### DIRECTIONS:
Write out every entry, unchanged. Skip any picture.

(Items listed in a dataset)
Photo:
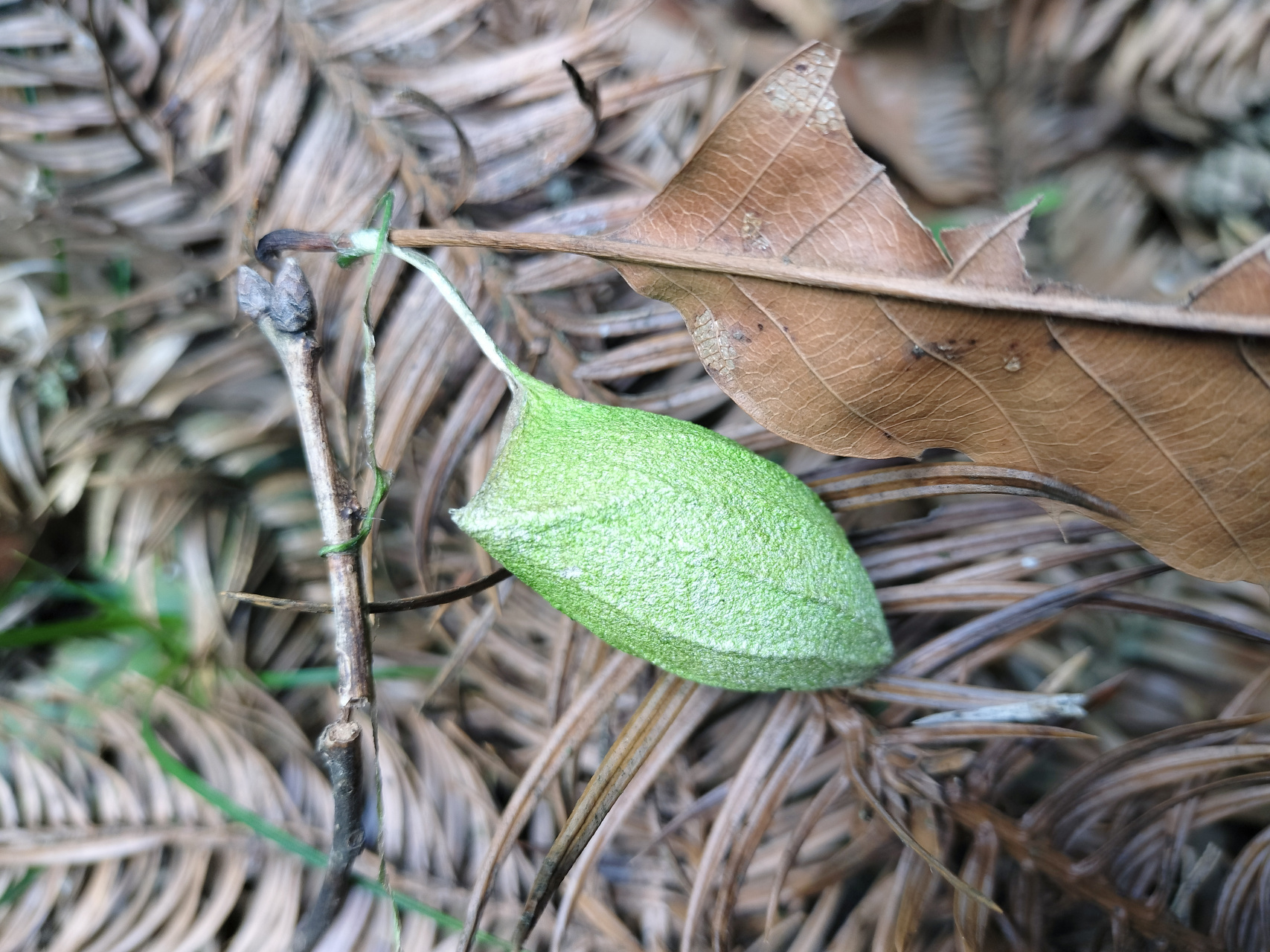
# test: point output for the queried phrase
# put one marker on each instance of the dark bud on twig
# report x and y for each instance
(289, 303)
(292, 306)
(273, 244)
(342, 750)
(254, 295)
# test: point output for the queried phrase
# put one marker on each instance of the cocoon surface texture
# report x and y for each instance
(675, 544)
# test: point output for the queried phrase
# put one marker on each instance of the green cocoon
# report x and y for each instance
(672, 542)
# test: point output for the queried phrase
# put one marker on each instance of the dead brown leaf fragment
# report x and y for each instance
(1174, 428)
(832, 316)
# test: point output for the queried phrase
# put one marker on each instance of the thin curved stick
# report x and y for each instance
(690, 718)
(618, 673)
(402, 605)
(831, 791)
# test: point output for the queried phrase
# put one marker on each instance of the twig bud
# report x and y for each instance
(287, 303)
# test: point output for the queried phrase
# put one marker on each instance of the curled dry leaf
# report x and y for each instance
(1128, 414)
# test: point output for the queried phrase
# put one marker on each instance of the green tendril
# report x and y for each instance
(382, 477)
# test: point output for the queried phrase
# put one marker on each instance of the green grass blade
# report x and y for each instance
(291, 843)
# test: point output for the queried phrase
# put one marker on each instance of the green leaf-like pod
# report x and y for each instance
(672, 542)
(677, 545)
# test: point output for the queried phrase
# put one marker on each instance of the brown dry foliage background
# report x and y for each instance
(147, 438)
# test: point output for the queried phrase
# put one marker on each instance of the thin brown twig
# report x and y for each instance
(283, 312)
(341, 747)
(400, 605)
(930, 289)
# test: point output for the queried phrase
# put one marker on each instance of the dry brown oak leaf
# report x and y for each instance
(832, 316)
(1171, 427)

### WRITTEN SOLUTION:
Photo:
# test: point output for the queried phrase
# put one marker on each instance of the dark bud on twig
# report x and y for each instance
(289, 303)
(292, 306)
(273, 244)
(342, 750)
(254, 295)
# test: point output for the queried phrase
# put one marker on each instance of the cocoon surface texture
# report x and y for each instance
(675, 544)
# test: point output for the queried phrase
# put one marker on each instance of the green cocoon
# report x and y for each instance
(672, 542)
# test: point output for the queried phrase
# put one marker on each instance of the dead brown leaf fragment
# report x and y for each instance
(1174, 428)
(832, 316)
# test: point output for the queried phrase
# put one marker on each instance of the thin curved stick
# report x and y for each instance
(690, 718)
(618, 673)
(402, 605)
(831, 791)
# test: point output for the queried phrase
# put one marker on each instance of the twig bud
# report x and y for each instance
(287, 303)
# test: point output for the queried phrase
# put one marker on each instance of the curled dry leaf
# report x and y for each instance
(1128, 414)
# test: point output for the queried phrase
# put one marker on each instance of the green tendril
# report x and y for each instance
(382, 477)
# test: point output for the queried phrase
# put one marker on each instance of the green grass blade
# report x and y for each instance
(291, 843)
# test: point output for the queried phrase
# put one marker on each instance of the green leaf-like pod
# report x and y for each instance
(672, 542)
(677, 545)
# test: point output for the queried phrase
# put one marker on each instance of the brown dry foliage background
# report x and y for each instance
(147, 438)
# test: point output for the queried phrase
# put one marker on each instance of the thin brown twig
# report x and y for each instance
(283, 312)
(341, 747)
(400, 605)
(930, 289)
# test: point output for the queried phrase
# put one marker on each instance of the dry brown oak leaf
# report x and y for each instance
(832, 316)
(1171, 427)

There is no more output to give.